[What to work on]: In your answer, transcribe all of the data exactly.

Free-text object descriptions:
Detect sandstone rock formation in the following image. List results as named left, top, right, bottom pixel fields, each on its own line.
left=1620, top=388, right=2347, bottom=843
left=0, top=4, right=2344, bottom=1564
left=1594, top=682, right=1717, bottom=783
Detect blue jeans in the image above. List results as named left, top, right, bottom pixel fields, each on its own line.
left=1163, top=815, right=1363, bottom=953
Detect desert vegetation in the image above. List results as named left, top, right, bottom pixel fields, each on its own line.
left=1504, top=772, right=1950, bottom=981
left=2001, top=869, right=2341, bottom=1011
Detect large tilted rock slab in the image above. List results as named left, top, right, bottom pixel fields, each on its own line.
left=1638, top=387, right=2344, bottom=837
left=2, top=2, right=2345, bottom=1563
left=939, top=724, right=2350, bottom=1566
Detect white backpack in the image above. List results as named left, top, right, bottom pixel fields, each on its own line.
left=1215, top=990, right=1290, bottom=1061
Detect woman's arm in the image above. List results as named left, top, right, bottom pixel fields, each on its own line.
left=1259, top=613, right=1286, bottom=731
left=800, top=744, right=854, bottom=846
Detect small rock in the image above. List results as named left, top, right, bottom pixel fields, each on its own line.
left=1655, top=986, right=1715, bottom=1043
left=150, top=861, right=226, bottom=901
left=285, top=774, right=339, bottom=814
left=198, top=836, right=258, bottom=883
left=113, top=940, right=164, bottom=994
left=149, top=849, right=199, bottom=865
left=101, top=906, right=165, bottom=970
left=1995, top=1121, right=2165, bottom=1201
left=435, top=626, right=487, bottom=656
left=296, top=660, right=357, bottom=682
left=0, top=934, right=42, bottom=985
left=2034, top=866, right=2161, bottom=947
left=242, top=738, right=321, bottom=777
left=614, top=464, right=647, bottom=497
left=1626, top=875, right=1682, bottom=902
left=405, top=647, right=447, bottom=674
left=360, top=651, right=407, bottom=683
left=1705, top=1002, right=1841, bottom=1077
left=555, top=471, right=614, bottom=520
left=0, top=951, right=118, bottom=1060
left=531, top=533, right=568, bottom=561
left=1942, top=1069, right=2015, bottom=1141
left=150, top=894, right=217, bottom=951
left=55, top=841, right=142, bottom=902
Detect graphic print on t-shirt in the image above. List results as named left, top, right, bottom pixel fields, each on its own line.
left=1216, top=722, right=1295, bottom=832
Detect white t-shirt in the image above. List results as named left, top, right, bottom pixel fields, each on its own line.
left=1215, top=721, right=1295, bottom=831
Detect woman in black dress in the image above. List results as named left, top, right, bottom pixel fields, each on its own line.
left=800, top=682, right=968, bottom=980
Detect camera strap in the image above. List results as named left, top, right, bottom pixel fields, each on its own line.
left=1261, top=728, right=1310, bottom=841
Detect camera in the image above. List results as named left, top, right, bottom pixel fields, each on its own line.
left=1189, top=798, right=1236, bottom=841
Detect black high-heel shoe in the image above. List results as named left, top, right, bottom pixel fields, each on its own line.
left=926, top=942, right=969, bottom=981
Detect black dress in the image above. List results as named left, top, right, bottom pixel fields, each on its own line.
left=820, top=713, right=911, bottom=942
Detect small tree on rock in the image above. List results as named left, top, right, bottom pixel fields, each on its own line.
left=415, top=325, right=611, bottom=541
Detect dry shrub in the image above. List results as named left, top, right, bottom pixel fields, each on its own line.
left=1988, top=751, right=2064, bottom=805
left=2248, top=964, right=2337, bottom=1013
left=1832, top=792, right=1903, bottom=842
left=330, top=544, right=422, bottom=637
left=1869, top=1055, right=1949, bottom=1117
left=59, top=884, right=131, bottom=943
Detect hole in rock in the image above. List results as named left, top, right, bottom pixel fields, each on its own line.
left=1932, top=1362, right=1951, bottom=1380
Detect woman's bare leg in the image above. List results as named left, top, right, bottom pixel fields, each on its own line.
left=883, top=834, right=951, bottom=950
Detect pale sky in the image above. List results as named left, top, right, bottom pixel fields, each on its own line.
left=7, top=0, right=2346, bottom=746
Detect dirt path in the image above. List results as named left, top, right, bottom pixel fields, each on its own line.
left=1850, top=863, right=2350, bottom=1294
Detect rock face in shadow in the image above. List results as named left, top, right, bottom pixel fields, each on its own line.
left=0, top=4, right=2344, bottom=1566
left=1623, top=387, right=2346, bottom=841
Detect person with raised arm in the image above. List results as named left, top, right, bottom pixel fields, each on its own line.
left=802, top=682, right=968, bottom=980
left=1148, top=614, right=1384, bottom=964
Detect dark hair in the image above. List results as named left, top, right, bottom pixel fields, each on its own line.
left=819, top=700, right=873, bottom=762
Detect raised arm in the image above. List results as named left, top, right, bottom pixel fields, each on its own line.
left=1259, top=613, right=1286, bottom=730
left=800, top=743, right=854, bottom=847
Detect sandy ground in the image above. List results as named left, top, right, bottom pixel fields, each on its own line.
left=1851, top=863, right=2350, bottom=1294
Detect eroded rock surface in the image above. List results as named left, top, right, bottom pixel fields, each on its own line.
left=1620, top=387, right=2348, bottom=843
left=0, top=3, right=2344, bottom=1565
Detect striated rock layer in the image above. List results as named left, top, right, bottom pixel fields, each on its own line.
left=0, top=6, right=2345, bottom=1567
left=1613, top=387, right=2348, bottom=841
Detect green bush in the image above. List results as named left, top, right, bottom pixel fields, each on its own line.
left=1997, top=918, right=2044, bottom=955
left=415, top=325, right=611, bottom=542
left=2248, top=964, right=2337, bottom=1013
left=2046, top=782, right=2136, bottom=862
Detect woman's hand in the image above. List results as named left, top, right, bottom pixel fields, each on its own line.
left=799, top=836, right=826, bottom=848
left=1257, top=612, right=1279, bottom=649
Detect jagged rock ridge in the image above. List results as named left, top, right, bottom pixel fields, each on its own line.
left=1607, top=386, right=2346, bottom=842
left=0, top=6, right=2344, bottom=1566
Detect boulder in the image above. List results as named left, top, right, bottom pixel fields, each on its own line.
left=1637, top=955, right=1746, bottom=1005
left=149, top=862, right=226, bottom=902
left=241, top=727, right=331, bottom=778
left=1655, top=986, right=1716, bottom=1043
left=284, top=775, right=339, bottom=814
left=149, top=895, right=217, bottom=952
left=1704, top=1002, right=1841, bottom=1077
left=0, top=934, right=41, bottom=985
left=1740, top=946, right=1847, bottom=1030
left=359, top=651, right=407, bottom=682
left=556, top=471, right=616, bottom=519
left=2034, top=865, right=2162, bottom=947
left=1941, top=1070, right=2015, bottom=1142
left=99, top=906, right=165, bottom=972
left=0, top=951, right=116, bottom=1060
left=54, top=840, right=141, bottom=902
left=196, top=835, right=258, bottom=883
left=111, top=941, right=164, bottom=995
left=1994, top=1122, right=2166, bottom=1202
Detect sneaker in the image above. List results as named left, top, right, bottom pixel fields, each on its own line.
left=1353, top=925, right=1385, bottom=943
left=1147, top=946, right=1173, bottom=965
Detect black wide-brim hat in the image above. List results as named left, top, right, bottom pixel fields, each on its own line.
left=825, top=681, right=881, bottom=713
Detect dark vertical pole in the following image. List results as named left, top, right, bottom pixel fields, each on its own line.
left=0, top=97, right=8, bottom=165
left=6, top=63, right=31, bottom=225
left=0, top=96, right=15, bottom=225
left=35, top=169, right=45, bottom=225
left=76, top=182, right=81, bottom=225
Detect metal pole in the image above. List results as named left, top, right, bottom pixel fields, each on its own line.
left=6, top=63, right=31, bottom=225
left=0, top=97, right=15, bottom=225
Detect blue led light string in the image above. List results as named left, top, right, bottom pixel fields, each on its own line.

[Output of the task]:
Detect sandstone rock formation in the following image. List results as named left, top, right, bottom pixel fields, each on its own line.
left=1620, top=388, right=2347, bottom=843
left=0, top=4, right=2344, bottom=1564
left=1594, top=682, right=1717, bottom=783
Detect blue jeans in the image above. List results as named left, top, right, bottom pixel fields, each on its own line.
left=1163, top=815, right=1363, bottom=953
Detect desert vegetation in the image above. List results as named left, top, right, bottom pixel fields, each on its own line.
left=1504, top=772, right=1950, bottom=981
left=2001, top=869, right=2341, bottom=1011
Detect large tilted rock slab in the image above. List results as named left, top, right, bottom pixel fields, each on its own line.
left=1638, top=387, right=2344, bottom=837
left=2, top=2, right=2345, bottom=1563
left=939, top=724, right=2350, bottom=1566
Detect white backpack in the image above. List results as named left, top, right, bottom pixel fields, each on its own line.
left=1215, top=990, right=1290, bottom=1061
Detect woman's arm in the image above. List results as named left, top, right, bottom pixel fields, each on its own line.
left=1259, top=613, right=1286, bottom=731
left=800, top=744, right=854, bottom=846
Detect small rock in the image above. List results as named left, top, right, bottom pixel fields, each on its own line.
left=1655, top=986, right=1715, bottom=1043
left=150, top=861, right=226, bottom=901
left=285, top=774, right=339, bottom=814
left=198, top=836, right=258, bottom=883
left=113, top=940, right=164, bottom=994
left=149, top=849, right=199, bottom=865
left=101, top=906, right=165, bottom=970
left=1995, top=1121, right=2165, bottom=1201
left=435, top=626, right=487, bottom=656
left=296, top=660, right=357, bottom=682
left=0, top=934, right=42, bottom=985
left=2034, top=866, right=2161, bottom=947
left=242, top=738, right=321, bottom=777
left=614, top=464, right=647, bottom=497
left=1626, top=875, right=1682, bottom=902
left=405, top=647, right=447, bottom=674
left=360, top=651, right=407, bottom=683
left=1705, top=1002, right=1841, bottom=1077
left=555, top=471, right=614, bottom=520
left=0, top=951, right=118, bottom=1060
left=531, top=533, right=568, bottom=561
left=1942, top=1069, right=2015, bottom=1141
left=150, top=894, right=217, bottom=951
left=55, top=841, right=142, bottom=902
Detect graphic print on t-shirt in the image above. List results as named left, top, right, bottom pixel fields, each on its own line.
left=1216, top=722, right=1295, bottom=832
Detect white t-shirt in the image above. List results as named left, top, right, bottom pixel fields, each on its own line.
left=1215, top=721, right=1295, bottom=831
Detect woman in black dress in the image above. List results as named left, top, right, bottom pixel fields, each on its own line.
left=800, top=682, right=968, bottom=980
Detect camera strap in the image above. List results as named left, top, right, bottom pixel fields, each on its own line.
left=1261, top=728, right=1310, bottom=841
Detect camera in the image above. List results as named left, top, right, bottom pixel fields, each on its own line.
left=1189, top=798, right=1236, bottom=841
Detect black high-heel shoe in the image above. List results as named left, top, right, bottom pixel fields, each on its own line.
left=926, top=942, right=969, bottom=981
Detect black dress in the image above. List results as named left, top, right, bottom pixel fields, each on its own line.
left=820, top=713, right=911, bottom=942
Detect small tree on rock in the image above. List results as named left, top, right, bottom pixel fields, each on its own line.
left=415, top=325, right=611, bottom=541
Detect dry shrub in the image above. List results as named left, top, right, bottom pixel fields, each on its own line.
left=1988, top=751, right=2064, bottom=805
left=2248, top=964, right=2337, bottom=1013
left=1832, top=792, right=1903, bottom=842
left=330, top=544, right=422, bottom=637
left=1869, top=1055, right=1949, bottom=1117
left=59, top=884, right=131, bottom=943
Detect hole in rock in the image above. List results as named left, top, right, bottom pixel fields, each on its own line.
left=1932, top=1362, right=1951, bottom=1380
Detect woman's bare leg in the image above. List results as named left, top, right, bottom pixel fields, each on its own line.
left=883, top=834, right=951, bottom=950
Detect pale sky in the image above. List results as named left, top, right, bottom pixel fields, each on its own line.
left=7, top=0, right=2346, bottom=746
Detect dirt path in the image above. List results as named left, top, right, bottom pixel fields, each on its own line.
left=1850, top=863, right=2350, bottom=1294
Detect rock face in shadow in the image above. List results as named left, top, right, bottom pixel fields, each on its own line.
left=0, top=4, right=2344, bottom=1566
left=1623, top=387, right=2346, bottom=841
Detect person with raised arm in the image above. List results as named left, top, right, bottom pixel fields, each on its own line.
left=802, top=682, right=968, bottom=980
left=1148, top=614, right=1384, bottom=964
Detect dark hair in the image above. List results as named left, top, right, bottom pixel fields, each on its own line.
left=819, top=700, right=873, bottom=762
Detect raised arm in the image above. List results as named left, top, right, bottom pixel fields, each on its own line.
left=1259, top=613, right=1286, bottom=730
left=800, top=743, right=854, bottom=847
Detect sandy ground in the image above. List results as named left, top, right, bottom pixel fields, each on its own line.
left=1851, top=863, right=2350, bottom=1294
Detect eroded rock surface in the image above. List results as named left, top, right, bottom pixel fields, each on its own line.
left=1620, top=387, right=2348, bottom=843
left=0, top=3, right=2344, bottom=1565
Detect striated rock layer in the image above. List results as named left, top, right, bottom pixel fields, each on its own line.
left=0, top=6, right=2345, bottom=1567
left=1613, top=387, right=2348, bottom=841
Detect green bush in the image above. List results as named left, top, right, bottom pixel fields, each on its own line.
left=1997, top=918, right=2044, bottom=955
left=415, top=325, right=611, bottom=542
left=2248, top=964, right=2337, bottom=1013
left=2046, top=782, right=2136, bottom=862
Detect woman's hand in the image above. List results as named left, top, right, bottom pixel fields, each on its own line.
left=799, top=836, right=826, bottom=848
left=1257, top=612, right=1279, bottom=649
Detect jagged rock ridge in the image above. List results as named left, top, right, bottom pixel fields, each on its own line.
left=1607, top=386, right=2346, bottom=842
left=0, top=6, right=2344, bottom=1566
Detect boulder in the image above. List results as named left, top, right, bottom pixel fields, each on its own line.
left=1637, top=955, right=1746, bottom=1005
left=149, top=862, right=226, bottom=902
left=241, top=727, right=331, bottom=778
left=1655, top=986, right=1716, bottom=1043
left=284, top=775, right=339, bottom=814
left=149, top=895, right=217, bottom=952
left=1704, top=1002, right=1841, bottom=1077
left=0, top=934, right=41, bottom=985
left=1740, top=946, right=1847, bottom=1030
left=359, top=651, right=407, bottom=682
left=556, top=471, right=616, bottom=519
left=2034, top=865, right=2162, bottom=947
left=1941, top=1070, right=2015, bottom=1142
left=99, top=906, right=165, bottom=972
left=0, top=951, right=116, bottom=1060
left=54, top=840, right=141, bottom=902
left=196, top=835, right=258, bottom=883
left=111, top=941, right=164, bottom=995
left=1994, top=1122, right=2166, bottom=1202
Detect sneaker in the image above. List results as named left, top, right, bottom pixel fields, each on its own line.
left=1353, top=925, right=1385, bottom=943
left=1147, top=946, right=1173, bottom=965
Detect black wide-brim hat in the image above. List results as named left, top, right, bottom pixel fields, each on its own line.
left=825, top=681, right=881, bottom=713
Detect dark vertical pole in the following image. List results as named left, top, right, bottom pixel fields, each on its own line.
left=0, top=97, right=8, bottom=165
left=6, top=63, right=31, bottom=225
left=0, top=96, right=15, bottom=225
left=35, top=169, right=45, bottom=225
left=76, top=182, right=81, bottom=225
Detect metal pole in the image above. List results as named left, top, right, bottom pixel fields, each on its own line.
left=6, top=63, right=31, bottom=225
left=0, top=97, right=15, bottom=225
Detect blue led light string in the image above. List results as named left, top, right, bottom pixel fields, each on its own line.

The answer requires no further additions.